Exactly as they stand, the data below are to be printed again.

**Exercise inputs:**
━━━━━━━━━━━━━━━━

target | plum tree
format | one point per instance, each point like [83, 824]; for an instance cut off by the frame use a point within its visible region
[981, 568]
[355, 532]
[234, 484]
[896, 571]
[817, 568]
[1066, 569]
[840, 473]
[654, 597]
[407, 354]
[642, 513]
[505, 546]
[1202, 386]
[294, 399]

━━━━━━━━━━━━━━━━

**Problem solution:**
target | plum tree
format | one point per instance, each point like [83, 824]; for an instance cut off by the frame use a point within its visible region
[981, 568]
[355, 532]
[234, 484]
[896, 571]
[817, 568]
[1066, 569]
[840, 473]
[654, 597]
[407, 354]
[642, 513]
[505, 546]
[1202, 386]
[294, 399]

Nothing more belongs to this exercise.